Transcribe the lines below exactly, beginning with the line that contains "slice with red" and continuing through the final line.

^^^^

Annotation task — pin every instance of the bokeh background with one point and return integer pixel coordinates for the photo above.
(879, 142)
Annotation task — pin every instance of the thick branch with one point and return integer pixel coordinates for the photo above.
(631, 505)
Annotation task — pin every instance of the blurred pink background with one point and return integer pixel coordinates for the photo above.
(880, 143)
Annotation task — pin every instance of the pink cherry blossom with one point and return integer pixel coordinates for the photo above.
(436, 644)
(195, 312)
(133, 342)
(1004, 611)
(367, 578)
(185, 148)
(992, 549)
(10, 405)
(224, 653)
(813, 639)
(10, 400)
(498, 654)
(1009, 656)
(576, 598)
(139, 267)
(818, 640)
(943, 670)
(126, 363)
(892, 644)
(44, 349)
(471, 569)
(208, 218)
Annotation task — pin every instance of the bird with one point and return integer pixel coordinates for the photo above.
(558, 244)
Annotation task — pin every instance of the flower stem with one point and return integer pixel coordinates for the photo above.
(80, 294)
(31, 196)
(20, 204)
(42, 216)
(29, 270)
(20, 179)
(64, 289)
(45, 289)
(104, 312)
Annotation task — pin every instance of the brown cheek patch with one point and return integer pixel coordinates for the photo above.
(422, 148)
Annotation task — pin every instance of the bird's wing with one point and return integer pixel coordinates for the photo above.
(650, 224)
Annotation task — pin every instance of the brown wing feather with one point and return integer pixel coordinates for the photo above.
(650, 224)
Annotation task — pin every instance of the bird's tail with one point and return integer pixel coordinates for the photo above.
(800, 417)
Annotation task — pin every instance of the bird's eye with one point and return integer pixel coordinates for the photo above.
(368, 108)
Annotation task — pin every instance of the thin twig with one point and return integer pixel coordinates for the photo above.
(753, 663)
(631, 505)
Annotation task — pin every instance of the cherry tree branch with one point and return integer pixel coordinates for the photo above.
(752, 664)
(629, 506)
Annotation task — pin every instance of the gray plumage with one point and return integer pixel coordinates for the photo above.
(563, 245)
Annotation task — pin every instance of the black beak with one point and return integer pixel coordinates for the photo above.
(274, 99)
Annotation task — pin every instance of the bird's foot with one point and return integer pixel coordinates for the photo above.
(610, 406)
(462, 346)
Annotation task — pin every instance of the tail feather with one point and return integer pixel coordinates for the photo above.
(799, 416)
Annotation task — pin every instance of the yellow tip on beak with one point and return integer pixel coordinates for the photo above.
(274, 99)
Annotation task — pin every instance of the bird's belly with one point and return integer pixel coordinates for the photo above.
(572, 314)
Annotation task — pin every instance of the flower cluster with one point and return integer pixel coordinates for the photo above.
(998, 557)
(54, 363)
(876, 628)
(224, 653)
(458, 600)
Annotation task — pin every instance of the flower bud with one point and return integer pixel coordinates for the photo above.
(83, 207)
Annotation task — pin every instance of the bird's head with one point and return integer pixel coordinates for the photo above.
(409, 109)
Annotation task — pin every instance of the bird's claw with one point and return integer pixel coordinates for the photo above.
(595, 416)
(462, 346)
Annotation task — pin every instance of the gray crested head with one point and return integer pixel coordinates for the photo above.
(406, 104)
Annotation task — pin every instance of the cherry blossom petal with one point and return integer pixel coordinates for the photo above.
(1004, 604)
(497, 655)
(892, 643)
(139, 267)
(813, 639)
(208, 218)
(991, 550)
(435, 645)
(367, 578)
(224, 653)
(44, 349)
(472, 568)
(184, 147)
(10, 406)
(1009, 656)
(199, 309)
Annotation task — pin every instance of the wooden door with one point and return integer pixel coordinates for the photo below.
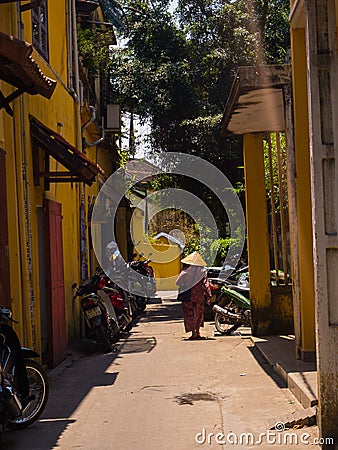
(5, 293)
(57, 341)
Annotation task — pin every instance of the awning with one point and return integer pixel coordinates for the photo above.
(19, 69)
(255, 103)
(80, 168)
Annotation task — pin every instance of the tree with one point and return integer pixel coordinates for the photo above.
(176, 71)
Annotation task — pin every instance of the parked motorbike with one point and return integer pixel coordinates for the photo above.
(98, 312)
(232, 311)
(17, 412)
(133, 289)
(143, 268)
(119, 300)
(238, 281)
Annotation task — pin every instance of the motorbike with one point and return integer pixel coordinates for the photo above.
(238, 281)
(99, 314)
(120, 302)
(143, 267)
(232, 311)
(133, 289)
(16, 412)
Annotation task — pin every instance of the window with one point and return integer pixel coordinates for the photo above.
(40, 28)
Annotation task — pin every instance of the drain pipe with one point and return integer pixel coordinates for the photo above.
(86, 125)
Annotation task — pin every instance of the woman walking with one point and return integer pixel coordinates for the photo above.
(193, 289)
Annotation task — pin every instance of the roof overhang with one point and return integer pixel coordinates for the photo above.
(80, 168)
(255, 103)
(18, 68)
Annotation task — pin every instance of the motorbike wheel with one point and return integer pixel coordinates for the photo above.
(128, 327)
(102, 338)
(224, 325)
(38, 386)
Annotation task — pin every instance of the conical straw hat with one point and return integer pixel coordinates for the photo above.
(194, 259)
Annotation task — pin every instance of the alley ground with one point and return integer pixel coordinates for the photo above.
(161, 391)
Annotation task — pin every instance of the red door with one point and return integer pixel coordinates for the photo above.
(5, 295)
(57, 341)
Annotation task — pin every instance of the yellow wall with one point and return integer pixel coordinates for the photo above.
(166, 263)
(257, 229)
(303, 186)
(61, 114)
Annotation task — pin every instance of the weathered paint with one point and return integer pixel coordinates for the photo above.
(166, 263)
(303, 192)
(322, 68)
(61, 114)
(258, 240)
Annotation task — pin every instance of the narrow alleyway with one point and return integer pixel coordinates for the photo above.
(159, 391)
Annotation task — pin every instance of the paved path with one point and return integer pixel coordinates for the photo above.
(160, 391)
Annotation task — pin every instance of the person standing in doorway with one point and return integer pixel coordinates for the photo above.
(194, 289)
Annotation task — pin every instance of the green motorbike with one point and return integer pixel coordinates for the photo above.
(232, 312)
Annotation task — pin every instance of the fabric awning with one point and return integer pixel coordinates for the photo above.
(79, 166)
(255, 103)
(18, 68)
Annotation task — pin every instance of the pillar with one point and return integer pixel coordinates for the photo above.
(258, 237)
(306, 327)
(322, 69)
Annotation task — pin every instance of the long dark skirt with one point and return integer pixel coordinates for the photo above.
(193, 315)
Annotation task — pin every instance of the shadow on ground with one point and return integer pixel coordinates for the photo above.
(265, 365)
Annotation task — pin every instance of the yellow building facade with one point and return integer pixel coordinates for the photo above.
(49, 183)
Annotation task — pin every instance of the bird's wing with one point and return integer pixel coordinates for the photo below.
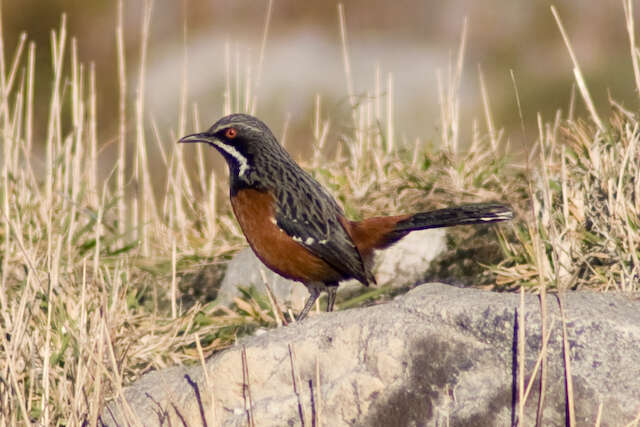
(310, 216)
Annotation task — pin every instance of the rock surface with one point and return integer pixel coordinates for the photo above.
(438, 355)
(402, 264)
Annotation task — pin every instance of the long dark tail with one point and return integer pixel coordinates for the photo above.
(480, 213)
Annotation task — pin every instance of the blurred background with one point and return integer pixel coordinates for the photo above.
(303, 57)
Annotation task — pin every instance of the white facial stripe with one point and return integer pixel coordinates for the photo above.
(236, 125)
(242, 161)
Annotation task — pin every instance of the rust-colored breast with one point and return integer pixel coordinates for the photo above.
(255, 213)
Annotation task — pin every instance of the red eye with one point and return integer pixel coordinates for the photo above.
(231, 133)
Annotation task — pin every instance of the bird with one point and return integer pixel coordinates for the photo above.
(296, 227)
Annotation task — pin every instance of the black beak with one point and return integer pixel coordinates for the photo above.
(196, 137)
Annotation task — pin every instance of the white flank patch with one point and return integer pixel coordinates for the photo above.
(242, 160)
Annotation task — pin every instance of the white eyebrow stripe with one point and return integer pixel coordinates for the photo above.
(237, 125)
(242, 160)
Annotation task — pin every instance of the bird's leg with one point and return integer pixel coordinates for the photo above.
(332, 291)
(314, 293)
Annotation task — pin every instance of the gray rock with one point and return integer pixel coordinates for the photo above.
(404, 263)
(438, 355)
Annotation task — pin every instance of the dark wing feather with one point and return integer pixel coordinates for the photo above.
(310, 216)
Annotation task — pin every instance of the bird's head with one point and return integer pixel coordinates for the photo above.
(243, 140)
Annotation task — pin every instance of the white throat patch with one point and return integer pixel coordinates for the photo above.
(243, 164)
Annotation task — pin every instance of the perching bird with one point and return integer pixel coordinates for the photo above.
(296, 227)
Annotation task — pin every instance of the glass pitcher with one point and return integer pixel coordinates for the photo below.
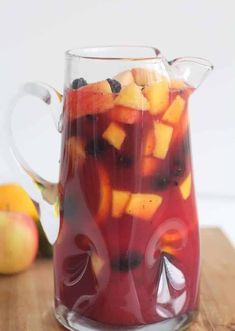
(127, 251)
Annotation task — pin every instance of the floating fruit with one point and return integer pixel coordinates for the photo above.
(149, 166)
(90, 99)
(143, 205)
(185, 187)
(163, 134)
(174, 111)
(131, 96)
(105, 195)
(125, 78)
(158, 96)
(115, 135)
(119, 202)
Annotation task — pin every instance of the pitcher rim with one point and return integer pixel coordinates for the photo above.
(86, 53)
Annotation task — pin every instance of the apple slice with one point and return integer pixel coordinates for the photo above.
(163, 134)
(125, 78)
(143, 205)
(149, 143)
(115, 135)
(132, 97)
(149, 166)
(119, 202)
(124, 115)
(105, 195)
(158, 96)
(174, 111)
(143, 76)
(91, 99)
(97, 263)
(185, 187)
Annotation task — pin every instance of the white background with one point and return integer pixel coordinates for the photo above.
(35, 34)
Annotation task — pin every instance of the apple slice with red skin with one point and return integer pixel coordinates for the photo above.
(91, 99)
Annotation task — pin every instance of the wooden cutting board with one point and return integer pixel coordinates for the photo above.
(26, 300)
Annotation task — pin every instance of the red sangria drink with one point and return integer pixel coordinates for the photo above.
(127, 251)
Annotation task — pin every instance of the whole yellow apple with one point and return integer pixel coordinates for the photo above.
(18, 242)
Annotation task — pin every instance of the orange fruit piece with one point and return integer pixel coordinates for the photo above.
(119, 202)
(105, 195)
(132, 97)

^^^^

= ANSWER FOR THIS EXERCISE =
Annotation task — pin every instance of the apple slice with red skin with one point and return integer pixel coordinates for the photo above.
(91, 99)
Annotation task — pin every instance of the wooden cutting board with one point and return integer pixel coordinates for the photo above.
(26, 300)
Annotation task — pin every instance of the red sangria drink with one point and return integer pixel coordinates for the photo above.
(127, 251)
Annotation task — pin every instance of the whole yellow apple with one point and return integer pixel coordinates for the photo above.
(18, 242)
Annotation task — pin every instance of the orange fruit piece with one point and return integer pixel coordinates for the photo above.
(119, 202)
(105, 195)
(132, 97)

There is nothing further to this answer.